• _DIRECTIONS_
Restate the lines word for word, from the one containing "[spot] the man's hand" through the last line of the entries below, without any other lines.

• _DATA_
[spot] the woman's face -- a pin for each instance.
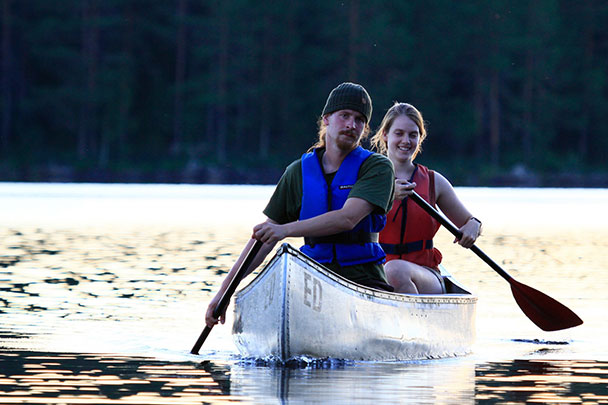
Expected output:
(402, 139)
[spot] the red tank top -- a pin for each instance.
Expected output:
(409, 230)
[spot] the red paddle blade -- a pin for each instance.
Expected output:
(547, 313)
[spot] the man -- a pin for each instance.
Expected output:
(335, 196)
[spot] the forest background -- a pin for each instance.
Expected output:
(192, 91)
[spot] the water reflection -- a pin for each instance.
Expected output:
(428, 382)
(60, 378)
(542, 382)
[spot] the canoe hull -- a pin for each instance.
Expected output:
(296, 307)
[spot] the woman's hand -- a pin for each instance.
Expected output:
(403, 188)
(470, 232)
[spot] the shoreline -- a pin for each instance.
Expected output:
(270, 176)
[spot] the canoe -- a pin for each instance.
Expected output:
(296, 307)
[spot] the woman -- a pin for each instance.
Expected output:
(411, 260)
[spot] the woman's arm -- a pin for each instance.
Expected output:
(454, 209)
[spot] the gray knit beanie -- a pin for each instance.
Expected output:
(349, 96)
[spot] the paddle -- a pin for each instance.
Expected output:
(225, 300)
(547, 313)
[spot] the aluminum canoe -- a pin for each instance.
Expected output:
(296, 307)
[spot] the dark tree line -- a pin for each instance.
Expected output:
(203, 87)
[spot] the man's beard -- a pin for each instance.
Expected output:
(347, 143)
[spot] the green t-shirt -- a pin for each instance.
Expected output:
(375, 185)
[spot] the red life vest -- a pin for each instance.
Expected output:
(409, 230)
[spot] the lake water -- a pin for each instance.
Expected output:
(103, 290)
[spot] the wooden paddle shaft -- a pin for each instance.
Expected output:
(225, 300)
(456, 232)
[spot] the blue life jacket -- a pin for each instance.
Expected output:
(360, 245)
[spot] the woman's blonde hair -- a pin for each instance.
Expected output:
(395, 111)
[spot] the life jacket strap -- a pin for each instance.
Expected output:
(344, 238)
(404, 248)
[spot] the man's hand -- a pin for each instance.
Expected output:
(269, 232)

• _RESULT OF THIS EXERCISE_
[spot] the man's hand -- a pin for each instance.
Expected output:
(269, 232)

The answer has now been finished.